**Assignment**
For every entry below, retype it exactly as it reads.

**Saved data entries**
○ ○ ○ ○ ○ ○ ○
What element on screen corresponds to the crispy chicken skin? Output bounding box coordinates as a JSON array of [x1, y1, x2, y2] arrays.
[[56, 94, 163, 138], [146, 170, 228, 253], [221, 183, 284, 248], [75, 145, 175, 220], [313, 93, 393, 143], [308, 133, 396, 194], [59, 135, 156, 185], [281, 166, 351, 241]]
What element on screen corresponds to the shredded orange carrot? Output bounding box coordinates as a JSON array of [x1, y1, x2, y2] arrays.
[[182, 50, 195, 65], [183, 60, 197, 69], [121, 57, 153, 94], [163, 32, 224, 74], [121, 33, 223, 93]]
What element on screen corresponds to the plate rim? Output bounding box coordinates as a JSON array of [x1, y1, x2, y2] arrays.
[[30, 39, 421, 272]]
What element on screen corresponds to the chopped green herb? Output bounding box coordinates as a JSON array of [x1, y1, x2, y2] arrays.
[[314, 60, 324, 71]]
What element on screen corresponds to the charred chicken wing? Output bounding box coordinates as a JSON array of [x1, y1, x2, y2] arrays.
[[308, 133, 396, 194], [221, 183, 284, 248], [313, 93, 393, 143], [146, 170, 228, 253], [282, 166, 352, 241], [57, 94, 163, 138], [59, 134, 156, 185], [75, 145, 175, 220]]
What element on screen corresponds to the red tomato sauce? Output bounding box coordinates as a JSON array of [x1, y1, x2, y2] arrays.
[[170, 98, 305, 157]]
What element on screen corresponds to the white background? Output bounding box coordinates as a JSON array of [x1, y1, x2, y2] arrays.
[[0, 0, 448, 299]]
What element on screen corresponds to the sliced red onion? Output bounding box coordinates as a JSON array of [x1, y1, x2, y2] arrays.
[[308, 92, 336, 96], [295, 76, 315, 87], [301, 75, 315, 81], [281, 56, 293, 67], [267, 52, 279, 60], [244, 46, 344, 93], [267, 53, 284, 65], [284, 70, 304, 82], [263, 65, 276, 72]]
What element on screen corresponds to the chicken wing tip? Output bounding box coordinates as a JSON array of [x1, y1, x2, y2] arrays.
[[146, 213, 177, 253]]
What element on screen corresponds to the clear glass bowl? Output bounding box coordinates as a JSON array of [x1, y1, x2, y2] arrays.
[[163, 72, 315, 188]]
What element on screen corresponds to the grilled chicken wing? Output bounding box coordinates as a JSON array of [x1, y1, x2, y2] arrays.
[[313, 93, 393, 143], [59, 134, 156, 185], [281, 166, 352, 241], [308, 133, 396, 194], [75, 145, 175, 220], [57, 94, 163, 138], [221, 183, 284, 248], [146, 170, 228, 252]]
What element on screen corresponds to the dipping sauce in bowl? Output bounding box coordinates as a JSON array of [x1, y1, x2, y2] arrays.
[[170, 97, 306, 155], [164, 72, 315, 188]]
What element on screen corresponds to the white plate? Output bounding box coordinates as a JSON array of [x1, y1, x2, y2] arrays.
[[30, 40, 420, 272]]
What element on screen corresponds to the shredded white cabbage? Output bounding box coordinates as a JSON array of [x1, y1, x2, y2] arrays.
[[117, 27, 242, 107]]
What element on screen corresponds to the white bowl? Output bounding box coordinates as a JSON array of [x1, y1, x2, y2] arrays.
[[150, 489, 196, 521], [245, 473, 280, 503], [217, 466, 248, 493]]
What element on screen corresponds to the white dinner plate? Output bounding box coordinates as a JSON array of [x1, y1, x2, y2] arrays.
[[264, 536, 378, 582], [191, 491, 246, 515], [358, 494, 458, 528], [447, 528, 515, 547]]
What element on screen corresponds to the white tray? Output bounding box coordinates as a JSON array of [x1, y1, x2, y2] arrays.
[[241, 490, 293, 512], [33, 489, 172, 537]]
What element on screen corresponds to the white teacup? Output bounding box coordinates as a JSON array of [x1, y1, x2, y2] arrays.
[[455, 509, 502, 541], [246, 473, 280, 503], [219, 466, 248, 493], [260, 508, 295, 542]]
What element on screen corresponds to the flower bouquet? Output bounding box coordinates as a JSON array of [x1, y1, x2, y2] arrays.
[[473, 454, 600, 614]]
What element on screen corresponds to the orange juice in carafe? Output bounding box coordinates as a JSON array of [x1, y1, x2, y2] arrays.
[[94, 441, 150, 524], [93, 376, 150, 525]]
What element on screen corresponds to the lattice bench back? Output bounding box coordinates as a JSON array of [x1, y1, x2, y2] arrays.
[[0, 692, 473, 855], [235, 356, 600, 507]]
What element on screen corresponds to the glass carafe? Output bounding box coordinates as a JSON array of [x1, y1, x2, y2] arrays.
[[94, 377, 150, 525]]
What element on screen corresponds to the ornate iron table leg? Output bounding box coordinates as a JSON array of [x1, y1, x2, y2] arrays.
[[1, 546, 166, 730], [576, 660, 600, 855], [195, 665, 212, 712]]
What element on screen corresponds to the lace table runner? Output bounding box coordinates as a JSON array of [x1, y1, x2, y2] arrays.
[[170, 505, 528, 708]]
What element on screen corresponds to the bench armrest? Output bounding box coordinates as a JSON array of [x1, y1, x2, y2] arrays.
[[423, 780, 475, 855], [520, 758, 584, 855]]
○ ○ ○ ○ ○ ○ ○
**Answer for the task**
What element on screen corresponds to the crispy chicken skin? Output bounding box coordinates as a JSON array of [x1, y1, x2, y2] arrays.
[[56, 94, 163, 138], [146, 170, 228, 253], [221, 183, 284, 248], [75, 145, 175, 220], [313, 93, 393, 143], [308, 133, 396, 194], [59, 135, 156, 185], [281, 166, 351, 241]]
What element on screen corresponds to the shredded orange carrot? Output bounding box coordinates as a JSON array of [x1, y1, x2, y2] arrays.
[[182, 50, 195, 65], [183, 60, 197, 69], [121, 57, 153, 94], [163, 32, 224, 74], [121, 33, 223, 93]]
What element on screen corresponds to the plate rim? Output bounding box coordinates as a JSON array of [x1, y1, x2, y2] arrays.
[[30, 39, 421, 272]]
What element on screen corresponds to the chopped green herb? Output bounding box coordinates as a JSON array of [x1, y1, x2, y2] arrays.
[[314, 60, 324, 71]]
What element on screen corresponds to the charred chicken wing? Output bounding box coordinates as a JSON array of [x1, y1, x2, y2] arrays.
[[308, 133, 396, 194], [221, 183, 284, 248], [313, 93, 393, 143], [146, 170, 228, 253], [282, 166, 352, 241], [57, 94, 163, 138], [59, 134, 156, 185], [75, 145, 175, 220]]
What element on screen corresponds to the red tomato sauce? Output bounding box coordinates as a JSON array of [x1, y1, x2, y2] arrays.
[[170, 98, 305, 157]]
What element on screen corresponds to the white background? Output bounding box coordinates as a JSON array of [x1, y1, x2, y2] arrays.
[[0, 0, 448, 299]]
What element on screen corresponds to the sliced red onion? Output bounding box coordinates as a JSON array of [x1, y1, x2, y2] arrays.
[[308, 92, 336, 96], [295, 76, 315, 87], [301, 75, 315, 81], [281, 56, 293, 67], [267, 52, 279, 60], [244, 46, 344, 93], [267, 53, 284, 65], [284, 70, 304, 82], [263, 65, 276, 72]]
What element on screen corresponds to the chicken wing tip? Output bounding box coordinates as a JSON array of [x1, y1, x2, y2] arrays.
[[146, 213, 177, 253]]
What element on screen corresponds to the clear glass bowl? Output bounding box coordinates as a JSON array of [x1, y1, x2, y2] arrays.
[[163, 72, 315, 188]]
What element on screen corresponds to the grilled chicken wing? Output bounding box coordinates as a JSON array of [x1, y1, x2, y2] arrays.
[[313, 93, 393, 143], [59, 134, 156, 185], [281, 166, 352, 241], [308, 133, 396, 194], [75, 145, 175, 220], [57, 94, 163, 138], [221, 183, 284, 248], [146, 170, 228, 252]]
What element on screen corresponds to the dipping sauce in bowl? Output bounding box coordinates as a JSON array of [x1, y1, x2, y2] arrays.
[[170, 97, 306, 155], [164, 72, 315, 188]]
What element on screen corresponds to the white plate? Output bounding box coordinates as a JSON array of [x1, y1, x2, y2] arrays.
[[30, 40, 420, 272]]
What element on screen corresponds to the shredded white cabbage? Output bounding box coordinates as a JSON array of [x1, y1, x2, y2] arrays.
[[117, 27, 242, 107]]
What element on screen corresponds to the white bowl? Output bounding box coordinates as a JSON array of [x1, y1, x2, y2] arrays.
[[150, 489, 196, 521], [245, 473, 280, 503], [217, 466, 248, 493]]
What element on screen corresponds to the white dinner plate? Output bounding box coordinates as a JSON array of [x1, y1, x2, y2] arrays.
[[264, 536, 378, 582], [191, 491, 246, 515], [358, 494, 458, 528], [447, 528, 515, 547]]
What element on screen corresponds to the white tray? Output bounding box coordinates as a JSON array of [x1, y1, x2, y2] arrays.
[[241, 490, 293, 512], [33, 489, 172, 537]]
What element on screen corresponds to the white teacup? Output bounding box coordinates as a JSON array of [x1, y1, x2, y2] arrays.
[[455, 509, 502, 541], [246, 473, 280, 503], [219, 466, 248, 493], [260, 508, 295, 542]]
What element on screen corresponds to the flower bouquet? Output bounding box coordinates as a JSON array of [x1, y1, x2, y2] arrays.
[[473, 454, 600, 614]]
What element on screen corresponds to the orange juice in carafe? Output bounding box coordinates as a JSON array of [x1, y1, x2, y2] arrays.
[[94, 441, 150, 524], [93, 376, 150, 525]]
What element on screen corresponds to the lattice bench back? Output bounding box coordinates as a JSON array of [x1, y1, x2, y2] arrays.
[[0, 692, 473, 855], [235, 356, 600, 507]]
What element on screen corresponds to the glass carafe? Output bounding box coordinates as a JSON array of [x1, y1, x2, y2] arrays.
[[94, 377, 150, 525]]
What element on screen corresponds to the ornate iron table leg? Output bounding box coordinates as a JSON array of [x1, y1, x2, y2] arrays.
[[1, 546, 166, 730], [576, 660, 600, 855], [195, 665, 212, 712]]
What element on screen corresponds to the lace table runner? Output bounding box coordinates as a JSON array of [x1, y1, x2, y2] arrays.
[[170, 505, 528, 708]]
What element on screen corresponds to the bench armrest? Output bounding box coordinates as a JSON array of [x1, y1, x2, y2] arrays.
[[423, 780, 475, 855], [520, 758, 584, 855]]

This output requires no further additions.